### Actions to take
**a)** Repeat word for word the part of the editorial on private school rates relief that runs from "Stripping the schools" to "withdrawn, have slipped.".
**b)** According to the editorial on private school rates relief, how many pupils attended how many schools in 2017, by the count of the Scottish Council for Independent Schools?

### Source passage
======
But to private schools staring down the barrel of the Finance Secretary mounting a raid on their finances, the money means a very great deal.

Stripping the schools of charity relief on rates, which cuts 80 per cent from their bills, will surely lead to cuts in bursaries for less well-off pupils and to increased fees.

Given the amount Mr Mackay’s plans (officially, there is a consultati­on, but the direction of travel is obvious) will put in public coffers, parents might well ask if there is an ulterior motive. Isn’t this small-minded class-warrior stuff?

And how shaming that the SNP is targeting arguably the most successful education sector after its disastrous 11-year reign has wreaked havoc on state schools.

Standards, as measured by those internatio­nal tables from which the SNP has not withdrawn, have slipped.

Rather than raising state school standards, the SNP seems determined to drag down the private sector.

It fails to grasp that the parents of children at private schools pay twice through full taxes with fees on top.

The Scottish Council for Independen­t Schools (SCIS) says that, in 2017, there were 29,664 pupils in 74 schools. The state sector could not cope if those numbers, representi­ng 4.1 per cent of all pupils in Scotland, had to be accommodat­ed by councils.

Schools under the SCIS umbrella provide £49million in fee assistance, to the benefit of 24 per cent of private pupils.

Some 3.1 per cent of senior pupils receive 100 per cent fee assistance, so the private sector is far from the elitist club too many try to pretend.

Mr Mackay has already claimed there will be no mass exodus from the fee-paying sector, yet another SNP minister uncaringly treating the private sector like a piggy bank to be raided time and again.
======
### Given information
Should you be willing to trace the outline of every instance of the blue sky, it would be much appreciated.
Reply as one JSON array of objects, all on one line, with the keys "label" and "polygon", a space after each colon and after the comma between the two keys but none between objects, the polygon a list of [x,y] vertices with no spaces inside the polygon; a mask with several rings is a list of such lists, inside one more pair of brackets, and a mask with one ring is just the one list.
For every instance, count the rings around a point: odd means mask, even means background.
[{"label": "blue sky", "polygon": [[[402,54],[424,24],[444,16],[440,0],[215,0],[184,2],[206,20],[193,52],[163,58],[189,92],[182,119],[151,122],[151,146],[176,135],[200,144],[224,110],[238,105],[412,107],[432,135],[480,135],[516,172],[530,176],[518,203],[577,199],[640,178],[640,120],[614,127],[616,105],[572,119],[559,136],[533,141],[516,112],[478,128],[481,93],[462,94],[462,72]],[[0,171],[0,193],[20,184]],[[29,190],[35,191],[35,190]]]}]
======
### Answer set
**a)**
Stripping the schools of charity relief on rates, which cuts 80 per cent from their bills, will surely lead to cuts in bursaries for less well-off pupils and to increased fees.

Given the amount Mr Mackay’s plans (officially, there is a consultati­on, but the direction of travel is obvious) will put in public coffers, parents might well ask if there is an ulterior motive. Isn’t this small-minded class-warrior stuff?

And how shaming that the SNP is targeting arguably the most successful education sector after its disastrous 11-year reign has wreaked havoc on state schools.

Standards, as measured by those internatio­nal tables from which the SNP has not withdrawn, have slipped.

**b)** There were 29,664 pupils in 74 schools.